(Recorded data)
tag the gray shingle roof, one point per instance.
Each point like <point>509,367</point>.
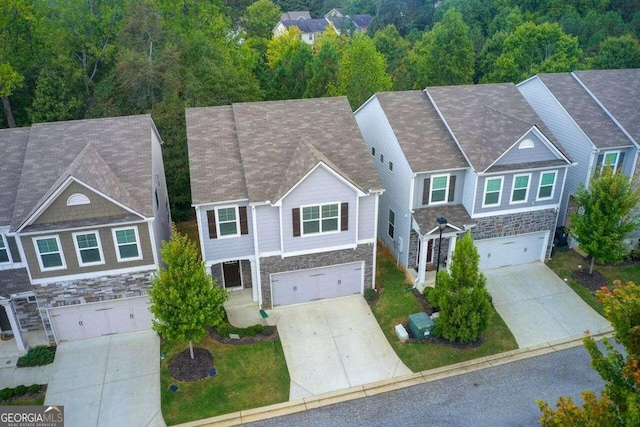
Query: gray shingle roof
<point>487,119</point>
<point>584,110</point>
<point>112,154</point>
<point>423,137</point>
<point>272,146</point>
<point>13,146</point>
<point>619,92</point>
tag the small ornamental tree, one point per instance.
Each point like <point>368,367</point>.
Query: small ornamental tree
<point>461,296</point>
<point>605,216</point>
<point>184,298</point>
<point>619,404</point>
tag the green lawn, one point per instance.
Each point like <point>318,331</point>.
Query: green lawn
<point>396,303</point>
<point>249,376</point>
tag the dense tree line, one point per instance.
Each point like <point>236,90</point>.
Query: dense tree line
<point>73,59</point>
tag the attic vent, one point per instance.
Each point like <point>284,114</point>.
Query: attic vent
<point>527,143</point>
<point>78,199</point>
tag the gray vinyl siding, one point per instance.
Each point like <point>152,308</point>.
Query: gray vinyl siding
<point>71,258</point>
<point>367,217</point>
<point>377,133</point>
<point>419,187</point>
<point>268,219</point>
<point>320,187</point>
<point>571,137</point>
<point>226,248</point>
<point>539,152</point>
<point>468,190</point>
<point>507,186</point>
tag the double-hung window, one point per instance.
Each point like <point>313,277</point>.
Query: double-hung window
<point>547,183</point>
<point>50,256</point>
<point>320,218</point>
<point>520,191</point>
<point>492,191</point>
<point>88,248</point>
<point>127,244</point>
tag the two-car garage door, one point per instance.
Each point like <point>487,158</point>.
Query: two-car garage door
<point>512,250</point>
<point>326,282</point>
<point>102,318</point>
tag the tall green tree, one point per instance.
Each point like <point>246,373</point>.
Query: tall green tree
<point>361,72</point>
<point>605,216</point>
<point>184,298</point>
<point>461,296</point>
<point>445,55</point>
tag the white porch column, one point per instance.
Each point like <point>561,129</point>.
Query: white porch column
<point>15,326</point>
<point>422,260</point>
<point>452,246</point>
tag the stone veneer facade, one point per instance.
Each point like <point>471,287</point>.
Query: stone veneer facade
<point>276,264</point>
<point>105,288</point>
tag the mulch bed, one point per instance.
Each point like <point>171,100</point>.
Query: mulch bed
<point>183,368</point>
<point>270,333</point>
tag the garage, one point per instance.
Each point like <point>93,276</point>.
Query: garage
<point>299,286</point>
<point>512,250</point>
<point>101,318</point>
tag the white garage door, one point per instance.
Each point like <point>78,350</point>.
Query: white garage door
<point>511,250</point>
<point>102,318</point>
<point>307,285</point>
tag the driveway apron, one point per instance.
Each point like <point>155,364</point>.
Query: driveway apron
<point>538,306</point>
<point>334,344</point>
<point>108,381</point>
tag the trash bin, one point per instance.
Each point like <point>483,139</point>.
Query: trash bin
<point>420,325</point>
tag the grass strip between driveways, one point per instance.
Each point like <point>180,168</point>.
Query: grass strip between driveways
<point>394,306</point>
<point>249,376</point>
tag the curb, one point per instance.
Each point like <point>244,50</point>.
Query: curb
<point>372,389</point>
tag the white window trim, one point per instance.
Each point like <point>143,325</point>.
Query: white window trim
<point>389,223</point>
<point>553,186</point>
<point>484,193</point>
<point>6,248</point>
<point>446,189</point>
<point>227,236</point>
<point>513,188</point>
<point>78,253</point>
<point>117,247</point>
<point>320,205</point>
<point>39,255</point>
<point>614,166</point>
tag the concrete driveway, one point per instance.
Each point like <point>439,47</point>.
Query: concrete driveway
<point>334,344</point>
<point>538,306</point>
<point>108,381</point>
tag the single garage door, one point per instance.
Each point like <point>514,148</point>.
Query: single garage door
<point>299,286</point>
<point>102,318</point>
<point>512,250</point>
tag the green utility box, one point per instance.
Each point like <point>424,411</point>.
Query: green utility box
<point>420,325</point>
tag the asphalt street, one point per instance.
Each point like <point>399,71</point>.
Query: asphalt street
<point>501,396</point>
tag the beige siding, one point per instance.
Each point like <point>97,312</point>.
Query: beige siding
<point>59,211</point>
<point>69,251</point>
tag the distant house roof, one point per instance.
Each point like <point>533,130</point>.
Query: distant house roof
<point>266,148</point>
<point>112,155</point>
<point>585,111</point>
<point>487,119</point>
<point>619,92</point>
<point>295,15</point>
<point>420,132</point>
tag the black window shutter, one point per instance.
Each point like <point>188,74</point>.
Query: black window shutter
<point>426,190</point>
<point>211,221</point>
<point>344,216</point>
<point>295,213</point>
<point>244,227</point>
<point>452,187</point>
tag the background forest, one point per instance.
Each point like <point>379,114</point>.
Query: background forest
<point>74,59</point>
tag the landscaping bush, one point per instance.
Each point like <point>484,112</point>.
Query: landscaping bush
<point>37,356</point>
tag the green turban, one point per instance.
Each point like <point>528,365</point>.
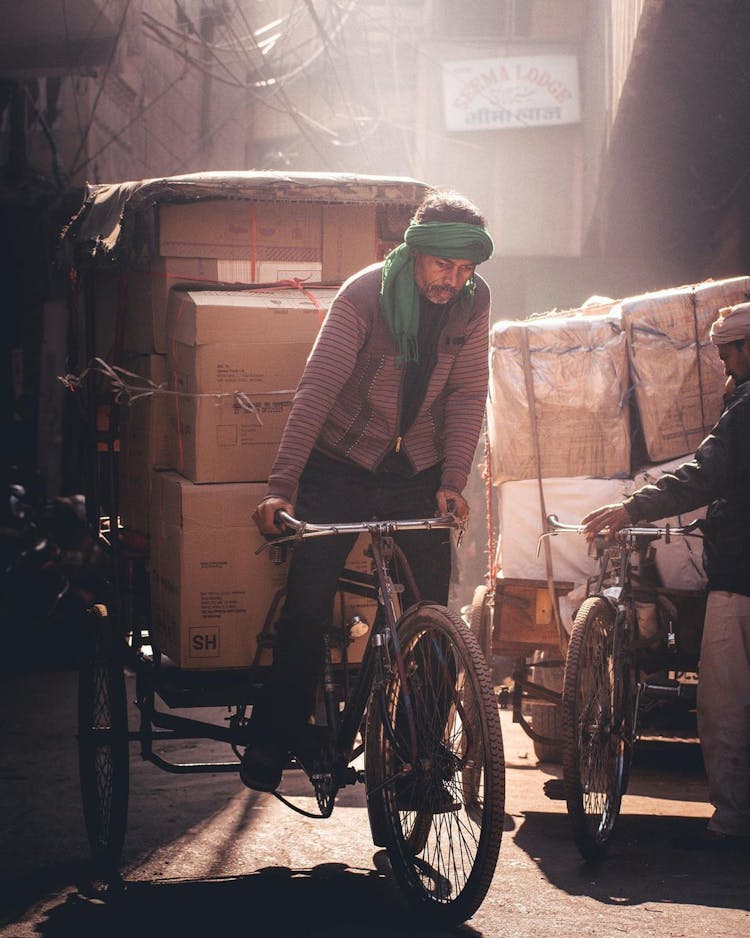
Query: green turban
<point>399,296</point>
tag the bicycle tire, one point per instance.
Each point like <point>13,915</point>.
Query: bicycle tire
<point>596,747</point>
<point>103,749</point>
<point>443,858</point>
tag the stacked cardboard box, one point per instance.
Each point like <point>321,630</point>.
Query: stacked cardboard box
<point>212,594</point>
<point>235,359</point>
<point>205,244</point>
<point>144,438</point>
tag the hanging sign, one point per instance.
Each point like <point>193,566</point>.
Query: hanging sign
<point>505,93</point>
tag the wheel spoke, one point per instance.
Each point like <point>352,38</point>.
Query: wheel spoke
<point>595,750</point>
<point>443,811</point>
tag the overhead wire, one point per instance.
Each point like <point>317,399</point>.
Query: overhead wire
<point>100,89</point>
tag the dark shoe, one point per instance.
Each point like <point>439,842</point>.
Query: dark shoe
<point>309,744</point>
<point>713,841</point>
<point>262,765</point>
<point>424,794</point>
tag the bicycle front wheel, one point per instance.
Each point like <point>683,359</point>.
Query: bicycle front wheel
<point>596,744</point>
<point>435,768</point>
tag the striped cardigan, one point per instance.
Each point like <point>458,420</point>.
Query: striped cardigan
<point>347,403</point>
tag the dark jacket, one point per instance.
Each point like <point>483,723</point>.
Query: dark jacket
<point>349,401</point>
<point>718,476</point>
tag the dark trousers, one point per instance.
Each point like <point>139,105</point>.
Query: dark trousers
<point>331,491</point>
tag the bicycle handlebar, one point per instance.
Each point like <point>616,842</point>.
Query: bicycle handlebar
<point>555,526</point>
<point>305,529</point>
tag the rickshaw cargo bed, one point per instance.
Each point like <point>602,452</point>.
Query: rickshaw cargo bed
<point>523,618</point>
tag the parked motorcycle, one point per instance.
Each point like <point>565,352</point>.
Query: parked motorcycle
<point>51,570</point>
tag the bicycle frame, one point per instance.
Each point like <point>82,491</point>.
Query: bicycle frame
<point>215,689</point>
<point>614,554</point>
<point>383,647</point>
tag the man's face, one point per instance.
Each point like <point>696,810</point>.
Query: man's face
<point>440,279</point>
<point>736,358</point>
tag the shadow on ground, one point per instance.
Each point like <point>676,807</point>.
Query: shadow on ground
<point>329,900</point>
<point>643,864</point>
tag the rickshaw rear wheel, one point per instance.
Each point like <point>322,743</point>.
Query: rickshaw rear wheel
<point>103,756</point>
<point>596,739</point>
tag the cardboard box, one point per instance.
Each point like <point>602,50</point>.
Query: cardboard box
<point>144,439</point>
<point>558,386</point>
<point>211,594</point>
<point>255,231</point>
<point>148,290</point>
<point>677,375</point>
<point>350,240</point>
<point>235,359</point>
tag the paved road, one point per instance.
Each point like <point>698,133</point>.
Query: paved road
<point>203,852</point>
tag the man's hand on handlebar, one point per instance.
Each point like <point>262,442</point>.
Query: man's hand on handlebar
<point>612,517</point>
<point>265,514</point>
<point>451,503</point>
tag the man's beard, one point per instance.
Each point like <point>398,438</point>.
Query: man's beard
<point>441,294</point>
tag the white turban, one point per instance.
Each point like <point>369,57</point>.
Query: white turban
<point>733,324</point>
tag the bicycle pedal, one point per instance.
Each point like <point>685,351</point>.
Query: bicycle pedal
<point>554,789</point>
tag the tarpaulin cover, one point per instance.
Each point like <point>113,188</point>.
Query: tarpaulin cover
<point>116,221</point>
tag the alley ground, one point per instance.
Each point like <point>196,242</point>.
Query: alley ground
<point>204,855</point>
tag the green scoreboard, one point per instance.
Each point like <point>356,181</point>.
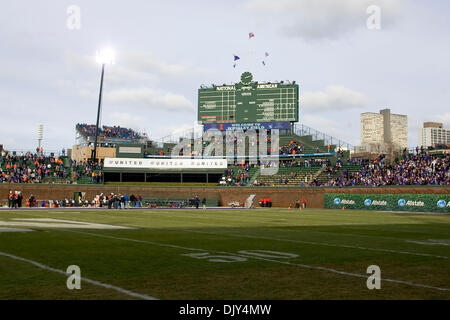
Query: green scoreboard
<point>248,102</point>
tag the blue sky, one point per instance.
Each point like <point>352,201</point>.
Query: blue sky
<point>166,50</point>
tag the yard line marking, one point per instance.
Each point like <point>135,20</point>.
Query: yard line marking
<point>270,260</point>
<point>94,282</point>
<point>318,243</point>
<point>136,240</point>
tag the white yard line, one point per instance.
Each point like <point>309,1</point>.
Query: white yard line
<point>318,243</point>
<point>84,279</point>
<point>269,260</point>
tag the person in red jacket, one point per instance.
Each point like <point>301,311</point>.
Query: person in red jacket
<point>10,199</point>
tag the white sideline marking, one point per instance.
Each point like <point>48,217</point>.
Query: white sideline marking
<point>95,283</point>
<point>266,259</point>
<point>14,230</point>
<point>319,244</point>
<point>58,223</point>
<point>139,241</point>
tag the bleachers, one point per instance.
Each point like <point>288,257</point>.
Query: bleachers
<point>295,176</point>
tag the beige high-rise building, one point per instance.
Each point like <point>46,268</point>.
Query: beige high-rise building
<point>383,132</point>
<point>433,134</point>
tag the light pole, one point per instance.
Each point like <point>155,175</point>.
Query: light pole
<point>103,57</point>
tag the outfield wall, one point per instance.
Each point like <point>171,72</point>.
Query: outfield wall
<point>281,197</point>
<point>439,203</point>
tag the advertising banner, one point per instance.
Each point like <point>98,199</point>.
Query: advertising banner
<point>389,202</point>
<point>247,126</point>
<point>133,163</point>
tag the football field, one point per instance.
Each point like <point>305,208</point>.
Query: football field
<point>223,254</point>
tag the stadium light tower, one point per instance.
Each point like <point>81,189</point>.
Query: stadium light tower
<point>105,56</point>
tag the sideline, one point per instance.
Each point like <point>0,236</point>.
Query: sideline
<point>95,283</point>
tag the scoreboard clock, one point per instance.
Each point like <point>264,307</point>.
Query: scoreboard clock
<point>248,102</point>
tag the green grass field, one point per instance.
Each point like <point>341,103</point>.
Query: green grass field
<point>225,254</point>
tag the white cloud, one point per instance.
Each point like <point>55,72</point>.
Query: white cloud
<point>323,19</point>
<point>333,127</point>
<point>124,119</point>
<point>151,98</point>
<point>333,98</point>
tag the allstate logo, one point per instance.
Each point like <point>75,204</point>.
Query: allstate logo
<point>441,204</point>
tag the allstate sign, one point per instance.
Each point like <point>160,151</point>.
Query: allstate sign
<point>442,204</point>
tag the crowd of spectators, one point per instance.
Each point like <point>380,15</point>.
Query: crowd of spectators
<point>417,169</point>
<point>29,167</point>
<point>88,130</point>
<point>36,167</point>
<point>292,149</point>
<point>236,176</point>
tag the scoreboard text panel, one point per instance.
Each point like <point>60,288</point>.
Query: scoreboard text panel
<point>241,103</point>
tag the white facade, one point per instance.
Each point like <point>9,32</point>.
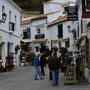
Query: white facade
<point>34,25</point>
<point>53,10</point>
<point>9,36</point>
<point>82,23</point>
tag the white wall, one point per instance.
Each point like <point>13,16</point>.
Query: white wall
<point>53,32</point>
<point>4,27</point>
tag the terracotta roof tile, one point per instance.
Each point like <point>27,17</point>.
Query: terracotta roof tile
<point>37,17</point>
<point>65,4</point>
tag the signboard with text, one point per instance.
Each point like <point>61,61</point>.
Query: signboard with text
<point>72,13</point>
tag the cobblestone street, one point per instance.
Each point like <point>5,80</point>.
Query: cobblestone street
<point>22,78</point>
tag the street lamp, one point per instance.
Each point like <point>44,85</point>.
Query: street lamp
<point>4,17</point>
<point>72,31</point>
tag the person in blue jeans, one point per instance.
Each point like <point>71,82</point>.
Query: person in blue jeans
<point>37,66</point>
<point>54,65</point>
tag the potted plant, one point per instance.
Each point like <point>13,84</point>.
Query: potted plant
<point>17,47</point>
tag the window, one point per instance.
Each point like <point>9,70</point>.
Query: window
<point>38,31</point>
<point>28,33</point>
<point>60,31</point>
<point>24,34</point>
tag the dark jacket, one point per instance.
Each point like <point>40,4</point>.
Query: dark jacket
<point>36,61</point>
<point>54,63</point>
<point>43,61</point>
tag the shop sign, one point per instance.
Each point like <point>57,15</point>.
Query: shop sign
<point>72,13</point>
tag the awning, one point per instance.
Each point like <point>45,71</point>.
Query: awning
<point>39,40</point>
<point>0,40</point>
<point>60,40</point>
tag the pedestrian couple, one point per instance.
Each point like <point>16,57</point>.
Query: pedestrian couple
<point>37,63</point>
<point>54,65</point>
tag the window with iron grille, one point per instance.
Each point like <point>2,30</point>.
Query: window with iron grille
<point>26,33</point>
<point>60,31</point>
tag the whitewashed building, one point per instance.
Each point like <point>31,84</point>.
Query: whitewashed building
<point>83,35</point>
<point>57,23</point>
<point>56,18</point>
<point>10,30</point>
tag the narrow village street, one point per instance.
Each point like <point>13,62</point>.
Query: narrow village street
<point>22,78</point>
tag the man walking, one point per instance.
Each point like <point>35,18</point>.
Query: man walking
<point>54,65</point>
<point>42,63</point>
<point>37,66</point>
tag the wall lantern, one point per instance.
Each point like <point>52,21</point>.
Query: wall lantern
<point>4,17</point>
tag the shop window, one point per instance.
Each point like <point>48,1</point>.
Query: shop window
<point>67,43</point>
<point>38,31</point>
<point>37,49</point>
<point>26,33</point>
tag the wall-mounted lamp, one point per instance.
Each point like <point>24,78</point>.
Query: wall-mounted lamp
<point>72,31</point>
<point>4,17</point>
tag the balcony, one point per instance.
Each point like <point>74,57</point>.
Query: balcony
<point>11,27</point>
<point>40,36</point>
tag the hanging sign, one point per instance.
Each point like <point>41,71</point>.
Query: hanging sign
<point>72,13</point>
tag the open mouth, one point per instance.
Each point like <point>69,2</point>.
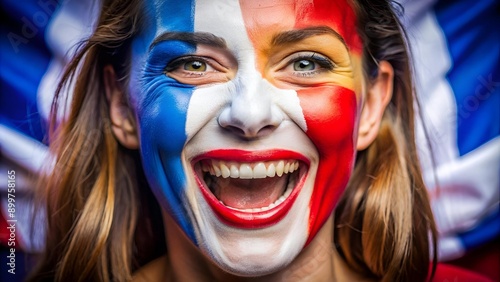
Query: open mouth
<point>249,189</point>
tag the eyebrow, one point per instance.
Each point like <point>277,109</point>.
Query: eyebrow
<point>293,36</point>
<point>194,38</point>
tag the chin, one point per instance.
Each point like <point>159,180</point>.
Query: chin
<point>258,229</point>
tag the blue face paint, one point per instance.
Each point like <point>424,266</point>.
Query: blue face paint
<point>162,104</point>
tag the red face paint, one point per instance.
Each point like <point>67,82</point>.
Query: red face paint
<point>331,115</point>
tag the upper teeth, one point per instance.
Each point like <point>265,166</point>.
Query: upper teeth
<point>249,170</point>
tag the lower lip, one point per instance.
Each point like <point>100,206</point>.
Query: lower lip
<point>251,220</point>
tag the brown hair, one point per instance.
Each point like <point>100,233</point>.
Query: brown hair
<point>384,218</point>
<point>92,194</point>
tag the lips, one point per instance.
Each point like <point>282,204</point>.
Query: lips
<point>250,189</point>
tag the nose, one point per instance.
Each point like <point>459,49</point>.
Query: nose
<point>251,113</point>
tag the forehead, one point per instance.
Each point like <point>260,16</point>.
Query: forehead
<point>256,20</point>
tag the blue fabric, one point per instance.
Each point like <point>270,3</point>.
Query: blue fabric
<point>472,30</point>
<point>24,58</point>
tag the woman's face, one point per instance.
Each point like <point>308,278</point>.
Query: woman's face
<point>247,115</point>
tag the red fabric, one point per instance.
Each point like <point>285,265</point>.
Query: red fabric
<point>449,273</point>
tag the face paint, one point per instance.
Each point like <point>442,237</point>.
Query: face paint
<point>247,122</point>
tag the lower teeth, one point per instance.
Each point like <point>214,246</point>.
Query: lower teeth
<point>288,191</point>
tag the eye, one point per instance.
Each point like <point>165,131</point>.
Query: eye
<point>196,66</point>
<point>190,65</point>
<point>304,65</point>
<point>196,70</point>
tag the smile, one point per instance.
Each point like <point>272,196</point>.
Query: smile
<point>250,189</point>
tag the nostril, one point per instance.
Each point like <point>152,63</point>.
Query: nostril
<point>235,130</point>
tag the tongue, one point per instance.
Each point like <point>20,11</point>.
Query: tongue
<point>248,193</point>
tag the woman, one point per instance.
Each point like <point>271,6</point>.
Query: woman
<point>264,129</point>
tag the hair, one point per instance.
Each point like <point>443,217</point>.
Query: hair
<point>92,195</point>
<point>384,218</point>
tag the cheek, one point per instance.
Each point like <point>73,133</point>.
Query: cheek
<point>162,121</point>
<point>330,113</point>
<point>331,116</point>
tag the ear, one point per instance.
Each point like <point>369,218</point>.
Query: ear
<point>122,123</point>
<point>378,96</point>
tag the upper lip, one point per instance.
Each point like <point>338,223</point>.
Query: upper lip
<point>251,156</point>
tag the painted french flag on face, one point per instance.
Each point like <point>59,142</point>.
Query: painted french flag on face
<point>325,113</point>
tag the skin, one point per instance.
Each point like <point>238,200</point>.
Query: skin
<point>236,91</point>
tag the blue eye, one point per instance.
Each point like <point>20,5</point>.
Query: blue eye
<point>304,65</point>
<point>195,66</point>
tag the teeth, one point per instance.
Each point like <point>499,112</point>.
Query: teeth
<point>249,170</point>
<point>279,168</point>
<point>280,200</point>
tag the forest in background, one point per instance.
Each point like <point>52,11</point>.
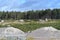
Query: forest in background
<point>38,14</point>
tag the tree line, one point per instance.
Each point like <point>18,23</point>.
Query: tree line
<point>38,14</point>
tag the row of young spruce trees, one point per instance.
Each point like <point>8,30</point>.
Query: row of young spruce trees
<point>38,14</point>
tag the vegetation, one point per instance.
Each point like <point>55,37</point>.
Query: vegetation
<point>38,14</point>
<point>32,25</point>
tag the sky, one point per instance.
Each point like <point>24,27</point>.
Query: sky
<point>26,5</point>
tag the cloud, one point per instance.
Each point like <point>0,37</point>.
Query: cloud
<point>22,5</point>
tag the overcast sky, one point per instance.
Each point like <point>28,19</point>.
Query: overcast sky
<point>23,5</point>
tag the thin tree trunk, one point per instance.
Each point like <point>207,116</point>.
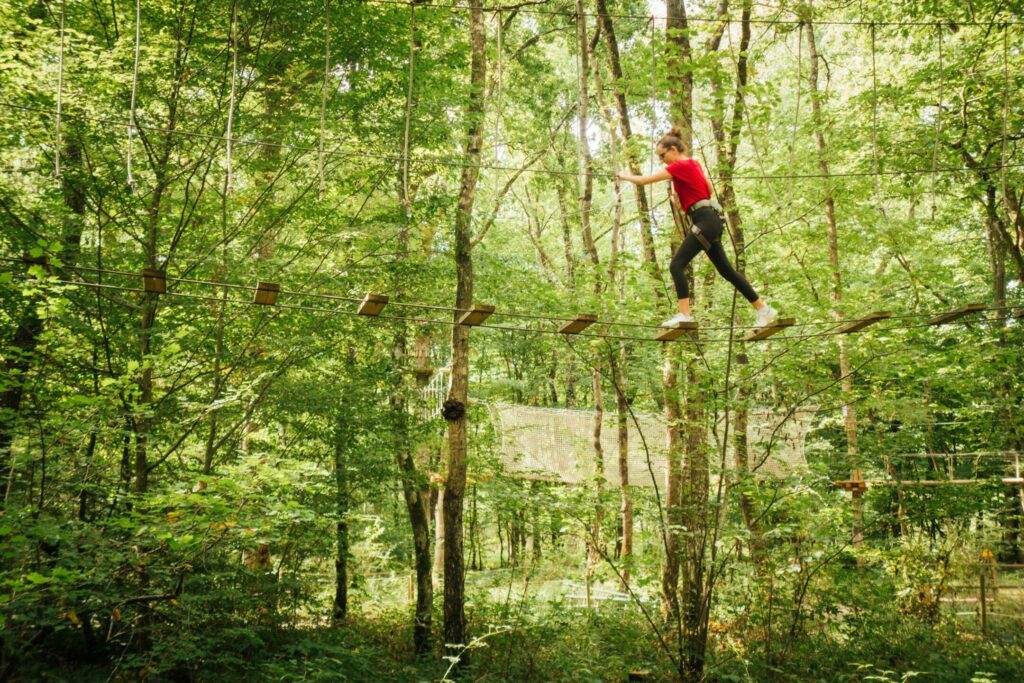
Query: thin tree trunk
<point>670,571</point>
<point>339,610</point>
<point>850,417</point>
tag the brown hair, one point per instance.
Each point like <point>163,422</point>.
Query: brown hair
<point>673,139</point>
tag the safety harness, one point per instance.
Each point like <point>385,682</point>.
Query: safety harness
<point>684,220</point>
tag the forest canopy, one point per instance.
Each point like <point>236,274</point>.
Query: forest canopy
<point>333,344</point>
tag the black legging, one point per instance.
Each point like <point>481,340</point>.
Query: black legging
<point>711,228</point>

* **Aim of the exercise**
Please copy word for word the lines from the one with "tag the green scoreboard, one" to the one with "<point>10,199</point>", including both of those lines. Omit the pictures from your copy.

* **Expected answer**
tag the green scoreboard, one point per instance.
Each point like <point>356,181</point>.
Query: green scoreboard
<point>248,102</point>
tag the blue sky, one point per instance.
Each point like <point>352,201</point>.
Query: blue sky
<point>166,50</point>
tag the yard line marking, one point per instance.
Each point like <point>135,20</point>.
Query: yard line marking
<point>270,260</point>
<point>94,282</point>
<point>318,243</point>
<point>136,240</point>
tag the white yard line, one point per instance.
Each point like <point>309,1</point>.
Query: white yard line
<point>318,243</point>
<point>84,279</point>
<point>269,260</point>
tag the person in red jacket, one point per instance.
Each point like <point>301,311</point>.
Query: person in red jacket
<point>10,199</point>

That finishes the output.